§ What you will do
Using the entries below, return word for word the lines from the one containing "Mark each instance of the curb" up to and including the last.

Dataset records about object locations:
------

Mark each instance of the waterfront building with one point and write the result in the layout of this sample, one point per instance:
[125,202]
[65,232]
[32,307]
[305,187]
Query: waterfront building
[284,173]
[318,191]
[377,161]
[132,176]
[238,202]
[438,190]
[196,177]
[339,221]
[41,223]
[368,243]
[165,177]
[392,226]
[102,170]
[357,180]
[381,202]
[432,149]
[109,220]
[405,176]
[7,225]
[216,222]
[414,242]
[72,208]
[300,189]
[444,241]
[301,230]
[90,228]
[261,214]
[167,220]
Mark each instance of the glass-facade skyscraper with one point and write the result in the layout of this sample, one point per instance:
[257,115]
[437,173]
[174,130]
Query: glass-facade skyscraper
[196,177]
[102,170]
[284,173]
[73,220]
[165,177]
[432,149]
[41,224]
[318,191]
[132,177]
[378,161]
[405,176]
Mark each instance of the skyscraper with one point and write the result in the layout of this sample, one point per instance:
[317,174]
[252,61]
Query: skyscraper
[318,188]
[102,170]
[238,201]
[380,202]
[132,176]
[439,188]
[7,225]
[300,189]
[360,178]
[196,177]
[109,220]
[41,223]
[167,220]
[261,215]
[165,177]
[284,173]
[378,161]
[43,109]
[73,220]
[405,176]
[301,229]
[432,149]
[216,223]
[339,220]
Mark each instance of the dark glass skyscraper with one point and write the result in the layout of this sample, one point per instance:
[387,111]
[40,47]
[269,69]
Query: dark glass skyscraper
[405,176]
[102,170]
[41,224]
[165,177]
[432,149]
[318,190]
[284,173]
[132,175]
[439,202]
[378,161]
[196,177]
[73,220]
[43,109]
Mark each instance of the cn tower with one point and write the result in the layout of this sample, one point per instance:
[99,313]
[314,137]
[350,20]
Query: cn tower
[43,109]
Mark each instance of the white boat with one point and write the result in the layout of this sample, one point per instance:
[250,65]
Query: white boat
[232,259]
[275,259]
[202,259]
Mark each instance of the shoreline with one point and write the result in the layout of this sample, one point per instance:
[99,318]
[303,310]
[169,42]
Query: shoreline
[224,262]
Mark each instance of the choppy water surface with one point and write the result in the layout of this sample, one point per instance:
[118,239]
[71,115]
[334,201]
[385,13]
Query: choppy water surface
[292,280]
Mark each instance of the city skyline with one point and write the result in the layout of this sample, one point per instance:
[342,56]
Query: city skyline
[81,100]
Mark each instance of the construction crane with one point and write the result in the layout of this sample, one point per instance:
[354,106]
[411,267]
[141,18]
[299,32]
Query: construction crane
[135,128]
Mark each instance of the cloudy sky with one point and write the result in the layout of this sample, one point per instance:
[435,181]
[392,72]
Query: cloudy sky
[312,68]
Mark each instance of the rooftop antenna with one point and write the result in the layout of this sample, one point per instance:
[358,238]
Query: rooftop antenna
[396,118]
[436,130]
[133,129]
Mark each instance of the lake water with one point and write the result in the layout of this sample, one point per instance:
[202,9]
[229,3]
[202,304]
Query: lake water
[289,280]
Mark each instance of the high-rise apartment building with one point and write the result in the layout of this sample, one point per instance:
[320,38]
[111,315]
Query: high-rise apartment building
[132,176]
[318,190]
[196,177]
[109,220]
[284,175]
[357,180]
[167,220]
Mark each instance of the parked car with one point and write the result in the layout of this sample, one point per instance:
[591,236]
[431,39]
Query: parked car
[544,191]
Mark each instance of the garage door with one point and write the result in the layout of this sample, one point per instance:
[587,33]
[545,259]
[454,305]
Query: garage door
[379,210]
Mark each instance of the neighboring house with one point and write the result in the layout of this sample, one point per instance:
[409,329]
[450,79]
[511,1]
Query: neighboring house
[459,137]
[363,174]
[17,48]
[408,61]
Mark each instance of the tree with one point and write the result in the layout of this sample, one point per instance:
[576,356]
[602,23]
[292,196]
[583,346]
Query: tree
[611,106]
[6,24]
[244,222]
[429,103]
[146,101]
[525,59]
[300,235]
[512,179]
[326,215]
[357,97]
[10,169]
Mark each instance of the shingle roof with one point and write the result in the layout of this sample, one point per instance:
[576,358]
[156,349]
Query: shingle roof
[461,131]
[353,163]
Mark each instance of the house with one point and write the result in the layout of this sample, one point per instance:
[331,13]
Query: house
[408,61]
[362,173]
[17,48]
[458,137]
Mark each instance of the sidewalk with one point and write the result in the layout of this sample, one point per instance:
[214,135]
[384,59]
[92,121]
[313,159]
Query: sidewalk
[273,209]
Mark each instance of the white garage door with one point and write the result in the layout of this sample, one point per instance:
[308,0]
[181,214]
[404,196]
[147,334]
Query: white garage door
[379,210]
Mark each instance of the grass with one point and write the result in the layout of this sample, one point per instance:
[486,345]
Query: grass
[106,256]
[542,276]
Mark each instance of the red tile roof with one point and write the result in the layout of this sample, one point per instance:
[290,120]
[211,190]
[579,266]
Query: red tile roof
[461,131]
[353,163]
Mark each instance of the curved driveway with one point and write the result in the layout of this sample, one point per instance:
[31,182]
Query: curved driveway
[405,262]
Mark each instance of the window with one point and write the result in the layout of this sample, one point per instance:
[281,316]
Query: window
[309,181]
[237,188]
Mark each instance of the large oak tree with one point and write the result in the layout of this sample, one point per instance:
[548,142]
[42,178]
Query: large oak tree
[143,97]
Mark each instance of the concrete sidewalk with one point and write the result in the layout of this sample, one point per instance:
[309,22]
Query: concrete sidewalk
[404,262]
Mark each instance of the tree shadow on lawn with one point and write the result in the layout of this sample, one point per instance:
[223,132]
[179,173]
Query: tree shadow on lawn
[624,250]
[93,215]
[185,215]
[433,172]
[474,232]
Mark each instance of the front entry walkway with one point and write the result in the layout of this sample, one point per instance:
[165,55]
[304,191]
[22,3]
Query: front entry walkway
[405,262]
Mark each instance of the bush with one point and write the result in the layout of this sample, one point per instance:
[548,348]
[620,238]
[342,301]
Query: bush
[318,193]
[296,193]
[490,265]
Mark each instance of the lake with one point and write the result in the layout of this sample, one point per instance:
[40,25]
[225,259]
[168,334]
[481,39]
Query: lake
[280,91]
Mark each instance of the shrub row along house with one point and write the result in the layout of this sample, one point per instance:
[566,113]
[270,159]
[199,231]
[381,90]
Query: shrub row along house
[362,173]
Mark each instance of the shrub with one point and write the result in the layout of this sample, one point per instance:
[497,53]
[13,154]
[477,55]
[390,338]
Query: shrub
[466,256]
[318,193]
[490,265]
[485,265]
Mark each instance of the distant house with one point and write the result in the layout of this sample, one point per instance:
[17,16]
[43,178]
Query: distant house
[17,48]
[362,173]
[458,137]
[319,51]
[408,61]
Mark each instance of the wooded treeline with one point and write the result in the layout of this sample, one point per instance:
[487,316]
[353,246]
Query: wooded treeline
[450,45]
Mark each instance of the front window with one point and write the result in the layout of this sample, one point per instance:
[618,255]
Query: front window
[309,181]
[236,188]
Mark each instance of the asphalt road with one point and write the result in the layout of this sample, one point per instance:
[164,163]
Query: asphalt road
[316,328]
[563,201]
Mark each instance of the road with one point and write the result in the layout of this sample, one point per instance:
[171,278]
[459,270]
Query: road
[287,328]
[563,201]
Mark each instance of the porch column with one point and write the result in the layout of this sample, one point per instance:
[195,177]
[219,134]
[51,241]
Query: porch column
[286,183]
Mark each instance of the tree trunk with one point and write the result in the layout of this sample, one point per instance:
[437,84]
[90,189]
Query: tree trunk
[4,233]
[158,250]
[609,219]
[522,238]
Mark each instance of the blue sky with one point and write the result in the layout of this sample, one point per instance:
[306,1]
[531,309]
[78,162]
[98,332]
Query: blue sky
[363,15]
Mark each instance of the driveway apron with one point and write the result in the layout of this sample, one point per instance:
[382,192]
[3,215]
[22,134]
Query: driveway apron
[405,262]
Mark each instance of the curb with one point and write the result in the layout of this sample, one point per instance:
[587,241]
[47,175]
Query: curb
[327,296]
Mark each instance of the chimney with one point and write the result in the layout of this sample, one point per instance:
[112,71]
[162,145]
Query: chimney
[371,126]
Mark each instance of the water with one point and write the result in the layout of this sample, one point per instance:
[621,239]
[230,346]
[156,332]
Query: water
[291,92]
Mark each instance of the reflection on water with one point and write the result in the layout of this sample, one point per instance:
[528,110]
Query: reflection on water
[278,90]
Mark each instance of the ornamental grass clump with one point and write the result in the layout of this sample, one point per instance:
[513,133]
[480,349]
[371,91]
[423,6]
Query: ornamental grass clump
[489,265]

------

§ Exercise result
Mark each instance of the curb with one point and write the result in the layout of this sample, one point per instance:
[587,241]
[47,175]
Query: curb
[327,296]
Mark each instance of the chimney with one point and write the result in the layout of this sample, one point per instance:
[112,71]
[162,145]
Query: chimney
[371,126]
Mark each instance of the water with one point and write the result in the layout of this sample, one point per instance:
[621,239]
[230,346]
[156,332]
Query: water
[291,92]
Mark each instance of the reflection on water with one point and write the result in the layout of this sample, one point per instance:
[528,110]
Query: reflection on water
[278,90]
Mark each instance of the ornamental grass clump with one point and write the result in the layout of this sample, one point per instance:
[513,133]
[480,349]
[371,91]
[423,6]
Query: ornamental grass clump
[489,265]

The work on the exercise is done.